Segment Start: Data to use

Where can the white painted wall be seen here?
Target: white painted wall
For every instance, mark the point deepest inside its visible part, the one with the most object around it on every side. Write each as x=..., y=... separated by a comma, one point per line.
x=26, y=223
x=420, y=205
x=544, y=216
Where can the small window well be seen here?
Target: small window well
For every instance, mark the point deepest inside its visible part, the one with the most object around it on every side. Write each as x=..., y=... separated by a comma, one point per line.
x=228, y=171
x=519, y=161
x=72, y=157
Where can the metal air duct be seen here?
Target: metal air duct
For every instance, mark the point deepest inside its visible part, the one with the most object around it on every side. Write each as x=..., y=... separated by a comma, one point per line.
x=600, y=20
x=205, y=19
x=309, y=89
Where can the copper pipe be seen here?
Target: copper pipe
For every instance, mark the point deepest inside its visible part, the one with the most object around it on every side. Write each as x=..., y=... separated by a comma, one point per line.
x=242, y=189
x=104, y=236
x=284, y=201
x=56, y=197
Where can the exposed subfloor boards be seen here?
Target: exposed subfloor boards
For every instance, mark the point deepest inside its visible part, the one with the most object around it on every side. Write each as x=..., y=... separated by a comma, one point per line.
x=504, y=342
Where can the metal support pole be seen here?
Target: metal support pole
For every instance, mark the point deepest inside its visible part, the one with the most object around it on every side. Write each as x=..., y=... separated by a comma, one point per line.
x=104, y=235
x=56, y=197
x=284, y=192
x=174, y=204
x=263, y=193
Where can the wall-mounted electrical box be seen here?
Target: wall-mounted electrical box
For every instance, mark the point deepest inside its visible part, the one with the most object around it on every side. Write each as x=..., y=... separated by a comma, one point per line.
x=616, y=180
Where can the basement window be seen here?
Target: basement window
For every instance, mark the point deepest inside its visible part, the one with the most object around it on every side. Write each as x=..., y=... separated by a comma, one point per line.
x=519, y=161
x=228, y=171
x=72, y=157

Segment End: Data to use

Work request: Quote all of the entries verbatim.

The completed task:
Where can the white painted wall be seen here?
Target: white painted wall
For every instance, mark the point deepest inside its visible part, the one with the most object around it on every side. Write each as x=..., y=... separated by a comma, one point per line.
x=26, y=223
x=420, y=205
x=544, y=216
Where can the small window well be seen here?
Target: small window well
For every instance, mark the point deepest inside its visible part, the one with the most object around it on every side. Write each as x=..., y=... separated by a comma, one point per line.
x=228, y=171
x=519, y=161
x=72, y=157
Where can the metal air duct be seen here?
Target: metal air duct
For every instance, mark the point deepest inside its visible part, the one with the most object around it on every side. Write each as x=..., y=... separated by a comma, one point per line.
x=600, y=20
x=205, y=19
x=309, y=89
Where can the copper pipe be seen here?
Target: copper pipe
For every instance, mark the point deepest inside its visible part, the one with the most object around it on every side. Write each as x=..., y=... separated by a comma, one point per line.
x=242, y=189
x=104, y=236
x=284, y=201
x=56, y=197
Where can the exposed subfloor boards be seen here?
Target: exposed subfloor boards
For every instance, mark the point deepest inside its visible part, the one with the most object around it on every side. Write each as x=..., y=... separated by a comma, one point per line.
x=504, y=342
Where can the metal support pole be seen here?
Target: metal support pole
For every instance, mark the point deepest inside its visible part, the one with the most object around it on every side. Write each as x=..., y=... separated by a comma, one point per line.
x=104, y=235
x=56, y=197
x=284, y=192
x=174, y=204
x=263, y=193
Where can the wall-mounted electrical box be seen here?
Target: wall-mounted electrical box
For every instance, mark the point deepest inside its visible part, the one with the most object around it on every side. Write each as x=..., y=... separated by a comma, one point per line.
x=616, y=180
Where can the basement window be seen here?
Target: basement window
For every instance, mark the point deepest inside its visible part, the one with the most object around it on every side. Write each as x=..., y=... separated by a comma, one point per line.
x=519, y=161
x=228, y=171
x=72, y=157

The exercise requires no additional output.